_What the task asks_:
Under this task are some entries; return every one of them exactly.

_Records to use_:
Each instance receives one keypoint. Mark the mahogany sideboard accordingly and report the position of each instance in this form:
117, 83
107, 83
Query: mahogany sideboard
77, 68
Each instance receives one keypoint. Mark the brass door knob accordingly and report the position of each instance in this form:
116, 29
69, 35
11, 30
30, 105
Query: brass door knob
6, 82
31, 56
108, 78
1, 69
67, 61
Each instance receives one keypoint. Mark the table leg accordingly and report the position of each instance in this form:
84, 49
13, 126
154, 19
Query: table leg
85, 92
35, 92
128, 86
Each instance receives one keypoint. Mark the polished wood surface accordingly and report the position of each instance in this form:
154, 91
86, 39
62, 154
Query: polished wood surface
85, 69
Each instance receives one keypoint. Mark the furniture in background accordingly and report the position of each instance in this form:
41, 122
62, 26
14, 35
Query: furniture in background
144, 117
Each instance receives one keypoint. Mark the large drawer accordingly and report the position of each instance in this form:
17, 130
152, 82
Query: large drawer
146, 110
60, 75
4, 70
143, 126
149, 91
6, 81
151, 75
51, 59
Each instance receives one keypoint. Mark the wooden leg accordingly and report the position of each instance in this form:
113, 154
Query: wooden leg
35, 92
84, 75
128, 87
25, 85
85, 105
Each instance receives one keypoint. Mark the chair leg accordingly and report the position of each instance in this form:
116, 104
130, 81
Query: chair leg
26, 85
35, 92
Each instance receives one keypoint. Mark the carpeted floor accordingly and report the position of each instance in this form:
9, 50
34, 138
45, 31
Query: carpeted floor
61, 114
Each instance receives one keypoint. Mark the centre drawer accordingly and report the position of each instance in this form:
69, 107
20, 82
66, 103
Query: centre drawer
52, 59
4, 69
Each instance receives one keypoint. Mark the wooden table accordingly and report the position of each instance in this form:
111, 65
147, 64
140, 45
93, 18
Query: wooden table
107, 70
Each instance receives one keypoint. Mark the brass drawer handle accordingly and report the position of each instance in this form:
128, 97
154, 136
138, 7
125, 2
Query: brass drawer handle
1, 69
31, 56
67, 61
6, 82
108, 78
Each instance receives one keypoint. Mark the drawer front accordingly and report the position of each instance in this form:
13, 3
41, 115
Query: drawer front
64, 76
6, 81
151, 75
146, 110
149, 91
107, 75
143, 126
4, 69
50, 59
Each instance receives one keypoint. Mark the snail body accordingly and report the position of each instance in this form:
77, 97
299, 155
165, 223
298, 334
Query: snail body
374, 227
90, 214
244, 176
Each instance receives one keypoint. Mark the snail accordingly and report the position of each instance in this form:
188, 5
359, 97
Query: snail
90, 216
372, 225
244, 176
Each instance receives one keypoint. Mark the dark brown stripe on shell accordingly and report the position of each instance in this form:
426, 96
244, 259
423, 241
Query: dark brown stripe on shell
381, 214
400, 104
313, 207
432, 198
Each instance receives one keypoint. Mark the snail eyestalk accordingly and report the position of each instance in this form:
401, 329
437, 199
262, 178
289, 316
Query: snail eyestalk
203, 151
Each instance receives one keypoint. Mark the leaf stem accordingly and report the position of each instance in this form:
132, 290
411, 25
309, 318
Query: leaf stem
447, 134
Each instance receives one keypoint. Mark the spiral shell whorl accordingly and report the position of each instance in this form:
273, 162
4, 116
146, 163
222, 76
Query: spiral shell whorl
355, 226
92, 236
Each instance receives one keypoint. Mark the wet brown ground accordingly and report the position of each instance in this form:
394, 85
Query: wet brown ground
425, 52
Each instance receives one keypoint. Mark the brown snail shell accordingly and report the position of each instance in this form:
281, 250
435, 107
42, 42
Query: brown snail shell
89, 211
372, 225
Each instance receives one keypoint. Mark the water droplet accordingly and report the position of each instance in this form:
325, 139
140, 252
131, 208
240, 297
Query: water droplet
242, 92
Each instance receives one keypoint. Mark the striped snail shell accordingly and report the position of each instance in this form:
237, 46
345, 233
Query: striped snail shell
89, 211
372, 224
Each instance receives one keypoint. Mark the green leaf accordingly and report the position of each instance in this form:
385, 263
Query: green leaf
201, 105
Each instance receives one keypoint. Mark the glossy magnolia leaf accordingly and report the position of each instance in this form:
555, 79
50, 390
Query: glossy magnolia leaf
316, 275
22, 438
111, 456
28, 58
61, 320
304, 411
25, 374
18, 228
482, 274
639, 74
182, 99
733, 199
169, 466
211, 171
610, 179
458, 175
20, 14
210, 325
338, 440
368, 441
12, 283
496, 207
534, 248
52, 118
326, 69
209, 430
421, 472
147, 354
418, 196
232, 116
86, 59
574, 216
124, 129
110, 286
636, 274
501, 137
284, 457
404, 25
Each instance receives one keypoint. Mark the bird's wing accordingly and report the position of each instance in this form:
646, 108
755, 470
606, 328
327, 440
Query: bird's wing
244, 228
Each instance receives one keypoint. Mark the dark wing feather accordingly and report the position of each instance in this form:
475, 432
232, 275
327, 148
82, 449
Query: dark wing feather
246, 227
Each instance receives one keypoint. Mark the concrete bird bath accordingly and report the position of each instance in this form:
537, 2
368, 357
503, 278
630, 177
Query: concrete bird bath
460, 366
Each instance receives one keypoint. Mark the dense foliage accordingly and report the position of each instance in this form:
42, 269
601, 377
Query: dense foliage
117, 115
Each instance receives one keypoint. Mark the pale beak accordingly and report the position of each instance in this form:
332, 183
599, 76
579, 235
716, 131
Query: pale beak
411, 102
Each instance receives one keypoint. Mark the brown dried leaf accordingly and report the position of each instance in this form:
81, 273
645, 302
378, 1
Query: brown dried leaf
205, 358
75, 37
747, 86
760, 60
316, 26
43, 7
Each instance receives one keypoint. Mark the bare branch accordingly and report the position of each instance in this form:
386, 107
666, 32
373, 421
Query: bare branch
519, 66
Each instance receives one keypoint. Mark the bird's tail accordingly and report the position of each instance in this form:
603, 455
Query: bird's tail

_Reply_:
Each instance receives one keypoint. Mark the mahogany sideboard accordingly and report the position of each instance in this form:
117, 83
107, 83
Query: mahogany sideboard
77, 68
Each instance receives one keypoint. Mark the brass door knob accordingly and report the position of each instance in this form:
116, 29
69, 35
11, 30
30, 105
Query: brass door knob
6, 82
31, 56
108, 78
1, 69
67, 61
Each instance receives one keypoint. Mark the table leg accordingly and report the position of each instance in this form:
84, 49
13, 126
154, 19
Query: table leg
85, 92
35, 92
128, 86
Each instance receives one keypoint. Mark the polished wood surface accordingly and report the position of each instance in this form:
154, 91
86, 39
62, 154
Query: polished wood surface
85, 69
Each instance receives one keypoint. Mark the furniture in background accordingly and report the position of each instance in this form:
41, 122
62, 26
14, 35
Query: furniture in background
144, 117
Each instance receives one keypoint. Mark the large drawer accordingly and report the position of each instance in this form:
17, 130
152, 82
Query: large drawer
146, 110
60, 75
4, 70
143, 126
149, 91
6, 81
151, 75
51, 59
Each instance receives one keypoint. Mark the wooden leg accordingly and report the position of each instance in this form:
113, 154
Query: wooden leg
35, 92
84, 75
128, 87
25, 85
85, 105
Each instance receives one keypoint. Mark the chair leg accordingly and report the position of each instance in this form:
116, 104
130, 81
Query: chair leg
26, 85
35, 92
Each instance receives one keypoint. Mark the carpeted floor accordingly and report the position of each instance in this form:
9, 50
34, 138
45, 31
Query: carpeted floor
61, 114
Each instance receives one keypoint. Mark the centre drawer accordingly and report the position of each instance in this form:
69, 107
20, 82
66, 103
Query: centre drawer
52, 59
4, 69
Each instance receives one keypoint. Mark the wooden table accordingly and report the position of each instance in this form:
111, 65
147, 64
140, 45
93, 18
Query: wooden table
107, 70
Each instance receives one keypoint. Mark the brass drawer handle accordingly and report the position of each instance in this form:
128, 97
154, 136
138, 7
125, 2
Query: brass drawer handle
1, 69
31, 56
67, 61
6, 82
108, 78
Each instance receives one keypoint. Mark the drawer front accordingly and report the position of each instance in this form:
13, 3
41, 115
Query: drawer front
64, 76
6, 81
151, 75
146, 110
149, 91
107, 75
143, 126
4, 69
50, 59
Each instance receives one keypoint. Mark the snail body accordingly and report the position of each instance in this form:
77, 97
299, 155
165, 223
298, 334
Query: snail body
374, 227
90, 214
244, 176
Each instance receives one keypoint. Mark the snail accordingly and report the position of each instance in this form:
188, 5
359, 97
Query: snail
90, 216
372, 225
244, 176
Each instance receives one keypoint. Mark the dark brown stripe on shell accordingly and report the position of each instance in this form:
426, 96
244, 259
423, 241
Query: dark brown stripe on shell
381, 214
400, 104
313, 207
432, 198
Each instance receives one keypoint. Mark the snail eyestalk accordingly and report the position of each instance in this form:
401, 329
437, 199
262, 178
289, 316
Query: snail eyestalk
203, 151
Each instance receives one keypoint. Mark the leaf stem accordingly and report the position of each instance in this form:
132, 290
411, 25
309, 318
Query: leaf stem
447, 134
Each instance receives one keypoint. Mark the spiral shell whorl accordingly and report the position of each instance in this form:
273, 162
4, 116
146, 163
222, 76
Query: spiral shell whorl
355, 226
92, 236
Each instance receives one keypoint. Mark the wet brown ground accordingly and report the position of each instance in this form:
394, 85
Query: wet brown ground
425, 52
Each instance receives one keypoint. Mark the brown snail shell accordingly and report the position of each instance in this form:
281, 250
435, 107
42, 42
Query: brown snail shell
89, 211
372, 225
Each instance receives one keypoint. Mark the water droplet accordingly and report the position of each instance in this form:
325, 139
140, 252
131, 208
240, 297
Query: water droplet
242, 92
Each instance receives one keypoint. Mark the striped snail shell accordingly and report the position of each instance in this form:
237, 46
345, 233
Query: striped snail shell
89, 211
372, 224
Each instance receives one keypoint. Mark the green leaf accordingly and report the position of each instance in this form:
385, 263
Query: green leaf
201, 105
Each instance receives one keypoint. Mark the glossy magnolia leaf accordingly and report the position of each instance in this form:
555, 79
50, 390
Query: glossy magnolia leaf
316, 275
22, 438
111, 456
28, 58
61, 320
304, 411
25, 374
18, 228
482, 274
639, 74
182, 99
733, 199
169, 466
211, 171
610, 179
458, 175
20, 14
210, 325
338, 440
368, 441
12, 283
496, 207
534, 248
52, 118
326, 69
209, 430
421, 472
147, 354
418, 196
232, 116
86, 59
574, 216
124, 129
110, 286
636, 274
501, 137
284, 457
404, 25
Each instance receives one keypoint. Mark the bird's wing accordingly and report the position of each instance in this form:
646, 108
755, 470
606, 328
327, 440
Query: bird's wing
244, 228
Each instance receives one keypoint. Mark the dark wing feather accordingly and report the position of each instance in this form:
475, 432
232, 275
327, 148
82, 449
Query: dark wing feather
246, 227
Each instance receives one keypoint. Mark the concrete bird bath accordingly and report the position of each instance in this form:
537, 2
368, 357
503, 278
630, 177
Query: concrete bird bath
460, 366
Each instance receives one keypoint. Mark the dense foliage accordingly and report the position of each instance in this form:
42, 269
601, 377
Query: dense foliage
117, 115
Each instance receives one keypoint. Mark the pale beak accordingly and report the position of each instance in this form:
332, 183
599, 76
579, 235
716, 131
Query: pale beak
411, 102
Each instance receives one keypoint. Mark the brown dried leaf accordingly and report the position of each instance in this form:
81, 273
645, 302
378, 1
Query: brown dried leaf
205, 358
75, 37
747, 86
760, 60
316, 26
43, 7
Each instance receives one keypoint. Mark the bare branch accordingly and report the position of each instance in this form:
386, 107
666, 32
373, 421
Query: bare branch
519, 66
Each instance receives one keypoint. Mark the bird's tail accordingly and report the position of each instance in this form:
603, 455
Query: bird's tail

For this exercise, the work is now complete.